What you will do >> Identify every line in the items that contains the word "dark", and copy each one out. Case counts.

Extracted information >>

::::::

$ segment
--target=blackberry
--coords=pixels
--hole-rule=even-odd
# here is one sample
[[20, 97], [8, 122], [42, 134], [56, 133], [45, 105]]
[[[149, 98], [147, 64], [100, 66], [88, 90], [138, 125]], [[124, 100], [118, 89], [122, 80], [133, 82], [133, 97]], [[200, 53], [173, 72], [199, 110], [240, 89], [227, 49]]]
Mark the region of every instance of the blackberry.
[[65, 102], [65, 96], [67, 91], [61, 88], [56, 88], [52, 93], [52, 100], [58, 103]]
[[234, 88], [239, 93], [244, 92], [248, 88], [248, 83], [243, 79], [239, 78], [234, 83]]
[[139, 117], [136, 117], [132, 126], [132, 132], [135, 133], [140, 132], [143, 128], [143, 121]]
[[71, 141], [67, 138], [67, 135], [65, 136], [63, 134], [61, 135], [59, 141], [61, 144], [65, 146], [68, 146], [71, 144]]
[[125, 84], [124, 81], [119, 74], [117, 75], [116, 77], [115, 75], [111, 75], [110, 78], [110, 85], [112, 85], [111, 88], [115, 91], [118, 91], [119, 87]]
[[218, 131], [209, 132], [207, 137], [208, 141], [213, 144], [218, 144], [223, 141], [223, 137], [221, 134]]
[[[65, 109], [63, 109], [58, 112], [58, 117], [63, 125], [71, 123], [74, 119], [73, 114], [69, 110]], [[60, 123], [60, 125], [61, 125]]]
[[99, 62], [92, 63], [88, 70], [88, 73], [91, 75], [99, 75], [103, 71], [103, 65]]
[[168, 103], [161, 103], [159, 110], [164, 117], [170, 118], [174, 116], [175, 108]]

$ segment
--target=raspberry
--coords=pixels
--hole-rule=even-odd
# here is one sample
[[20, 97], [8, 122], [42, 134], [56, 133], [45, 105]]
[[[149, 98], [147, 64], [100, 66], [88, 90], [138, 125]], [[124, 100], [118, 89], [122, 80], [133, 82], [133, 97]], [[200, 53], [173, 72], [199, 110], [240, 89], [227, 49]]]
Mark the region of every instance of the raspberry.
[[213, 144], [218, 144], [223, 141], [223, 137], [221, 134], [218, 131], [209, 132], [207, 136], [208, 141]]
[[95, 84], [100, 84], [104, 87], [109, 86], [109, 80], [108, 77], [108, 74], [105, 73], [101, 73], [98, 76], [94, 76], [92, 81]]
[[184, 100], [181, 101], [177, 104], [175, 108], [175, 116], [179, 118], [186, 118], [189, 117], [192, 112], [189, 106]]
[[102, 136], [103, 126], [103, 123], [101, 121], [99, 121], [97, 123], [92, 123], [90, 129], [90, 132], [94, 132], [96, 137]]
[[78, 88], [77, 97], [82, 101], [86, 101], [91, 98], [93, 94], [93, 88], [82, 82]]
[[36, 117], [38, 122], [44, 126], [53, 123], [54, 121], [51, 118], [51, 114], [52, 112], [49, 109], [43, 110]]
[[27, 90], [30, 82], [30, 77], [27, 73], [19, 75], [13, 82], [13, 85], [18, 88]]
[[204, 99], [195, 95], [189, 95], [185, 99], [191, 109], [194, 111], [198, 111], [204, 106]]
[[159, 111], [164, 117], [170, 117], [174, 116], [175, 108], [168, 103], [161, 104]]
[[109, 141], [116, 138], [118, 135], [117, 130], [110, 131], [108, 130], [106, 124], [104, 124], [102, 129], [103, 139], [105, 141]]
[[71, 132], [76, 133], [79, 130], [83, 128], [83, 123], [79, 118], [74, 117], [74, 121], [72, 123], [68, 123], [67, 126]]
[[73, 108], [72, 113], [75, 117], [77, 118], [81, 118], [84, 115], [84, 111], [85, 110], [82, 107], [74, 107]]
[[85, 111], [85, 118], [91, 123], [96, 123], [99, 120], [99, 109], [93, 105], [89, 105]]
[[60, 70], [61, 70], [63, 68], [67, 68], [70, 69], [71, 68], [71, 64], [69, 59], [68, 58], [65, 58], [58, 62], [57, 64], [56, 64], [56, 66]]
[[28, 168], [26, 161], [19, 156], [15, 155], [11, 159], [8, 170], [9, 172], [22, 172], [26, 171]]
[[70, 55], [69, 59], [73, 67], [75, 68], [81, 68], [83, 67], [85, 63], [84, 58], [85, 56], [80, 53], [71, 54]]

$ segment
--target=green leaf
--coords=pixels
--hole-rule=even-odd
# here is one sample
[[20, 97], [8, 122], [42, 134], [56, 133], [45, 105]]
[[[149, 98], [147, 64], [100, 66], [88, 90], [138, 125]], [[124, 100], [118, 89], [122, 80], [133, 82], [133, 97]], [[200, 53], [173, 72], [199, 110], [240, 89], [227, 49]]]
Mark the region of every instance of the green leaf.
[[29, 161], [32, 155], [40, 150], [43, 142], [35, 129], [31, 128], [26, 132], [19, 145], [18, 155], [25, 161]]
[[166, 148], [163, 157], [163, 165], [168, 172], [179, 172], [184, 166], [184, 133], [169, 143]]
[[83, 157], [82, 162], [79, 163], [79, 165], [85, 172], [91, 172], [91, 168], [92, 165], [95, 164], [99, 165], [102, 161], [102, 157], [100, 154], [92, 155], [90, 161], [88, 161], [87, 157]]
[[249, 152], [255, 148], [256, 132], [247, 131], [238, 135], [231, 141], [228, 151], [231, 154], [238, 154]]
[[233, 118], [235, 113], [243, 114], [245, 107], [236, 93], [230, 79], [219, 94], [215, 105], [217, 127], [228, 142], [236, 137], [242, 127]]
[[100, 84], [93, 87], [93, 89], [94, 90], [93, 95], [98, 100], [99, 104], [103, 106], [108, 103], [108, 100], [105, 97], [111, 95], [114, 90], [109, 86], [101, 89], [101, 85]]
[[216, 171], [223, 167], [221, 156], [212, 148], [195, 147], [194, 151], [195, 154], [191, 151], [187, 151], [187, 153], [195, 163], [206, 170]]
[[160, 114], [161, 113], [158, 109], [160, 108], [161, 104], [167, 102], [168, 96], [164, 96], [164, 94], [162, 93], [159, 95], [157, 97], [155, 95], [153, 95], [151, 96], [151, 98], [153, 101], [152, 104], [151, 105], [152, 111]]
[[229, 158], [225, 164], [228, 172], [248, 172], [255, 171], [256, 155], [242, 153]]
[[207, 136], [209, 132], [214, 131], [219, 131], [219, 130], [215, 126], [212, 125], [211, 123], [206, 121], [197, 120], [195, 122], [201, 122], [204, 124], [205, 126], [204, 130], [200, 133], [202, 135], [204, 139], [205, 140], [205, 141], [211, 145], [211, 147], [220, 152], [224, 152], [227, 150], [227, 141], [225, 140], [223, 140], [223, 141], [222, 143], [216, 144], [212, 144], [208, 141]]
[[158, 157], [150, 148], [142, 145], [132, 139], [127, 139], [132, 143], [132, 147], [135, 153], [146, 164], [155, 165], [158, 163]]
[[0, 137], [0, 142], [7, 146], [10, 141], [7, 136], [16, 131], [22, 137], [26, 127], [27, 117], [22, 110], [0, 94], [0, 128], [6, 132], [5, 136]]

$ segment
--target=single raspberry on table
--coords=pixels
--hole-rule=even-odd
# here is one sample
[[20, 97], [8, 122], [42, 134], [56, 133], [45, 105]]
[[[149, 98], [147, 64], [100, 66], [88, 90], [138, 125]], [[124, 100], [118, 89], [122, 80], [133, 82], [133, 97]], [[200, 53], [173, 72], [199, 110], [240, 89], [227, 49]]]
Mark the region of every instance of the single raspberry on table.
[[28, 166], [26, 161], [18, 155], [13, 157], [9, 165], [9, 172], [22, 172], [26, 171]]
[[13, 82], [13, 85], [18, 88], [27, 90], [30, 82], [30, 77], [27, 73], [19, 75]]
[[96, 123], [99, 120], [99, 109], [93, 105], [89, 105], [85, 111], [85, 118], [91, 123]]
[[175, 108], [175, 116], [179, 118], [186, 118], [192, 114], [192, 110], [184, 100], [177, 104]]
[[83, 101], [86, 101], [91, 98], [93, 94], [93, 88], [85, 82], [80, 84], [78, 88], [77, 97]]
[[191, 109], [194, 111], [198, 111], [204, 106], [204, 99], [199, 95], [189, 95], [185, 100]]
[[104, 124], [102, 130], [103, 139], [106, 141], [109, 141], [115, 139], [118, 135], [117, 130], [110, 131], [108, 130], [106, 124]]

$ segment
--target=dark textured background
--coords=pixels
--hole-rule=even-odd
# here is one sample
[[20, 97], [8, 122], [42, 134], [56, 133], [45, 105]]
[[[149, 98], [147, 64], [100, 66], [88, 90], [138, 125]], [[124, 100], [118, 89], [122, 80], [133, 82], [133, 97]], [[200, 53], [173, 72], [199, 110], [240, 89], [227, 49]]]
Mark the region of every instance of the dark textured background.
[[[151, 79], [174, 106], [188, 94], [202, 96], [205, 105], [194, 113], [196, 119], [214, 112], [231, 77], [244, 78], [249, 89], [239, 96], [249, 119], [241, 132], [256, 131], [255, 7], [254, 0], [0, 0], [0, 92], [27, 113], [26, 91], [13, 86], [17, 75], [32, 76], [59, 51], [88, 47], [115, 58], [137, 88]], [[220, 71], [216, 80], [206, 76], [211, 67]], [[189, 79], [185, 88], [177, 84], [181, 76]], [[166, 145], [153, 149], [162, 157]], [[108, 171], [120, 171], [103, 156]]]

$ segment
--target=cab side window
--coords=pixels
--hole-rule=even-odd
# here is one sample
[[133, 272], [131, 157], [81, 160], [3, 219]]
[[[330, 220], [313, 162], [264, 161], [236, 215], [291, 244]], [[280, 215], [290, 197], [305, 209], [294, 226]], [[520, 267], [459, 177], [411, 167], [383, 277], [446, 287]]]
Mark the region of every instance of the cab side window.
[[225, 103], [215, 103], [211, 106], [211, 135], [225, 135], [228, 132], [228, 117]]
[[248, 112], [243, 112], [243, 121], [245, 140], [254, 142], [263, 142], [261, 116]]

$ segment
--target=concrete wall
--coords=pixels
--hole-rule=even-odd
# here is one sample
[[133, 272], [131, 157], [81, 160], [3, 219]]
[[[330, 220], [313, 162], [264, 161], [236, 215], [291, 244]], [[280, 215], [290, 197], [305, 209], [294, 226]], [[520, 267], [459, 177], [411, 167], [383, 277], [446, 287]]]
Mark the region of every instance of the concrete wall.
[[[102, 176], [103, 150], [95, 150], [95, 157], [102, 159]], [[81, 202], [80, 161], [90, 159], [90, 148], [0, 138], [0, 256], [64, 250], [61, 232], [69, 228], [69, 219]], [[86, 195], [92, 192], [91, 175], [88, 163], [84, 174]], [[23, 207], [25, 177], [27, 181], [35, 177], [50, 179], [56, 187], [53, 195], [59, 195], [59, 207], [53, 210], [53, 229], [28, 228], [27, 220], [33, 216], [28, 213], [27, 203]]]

::::::

Response >>
--target=dark textured background
Mark the region of every instance of the dark textured background.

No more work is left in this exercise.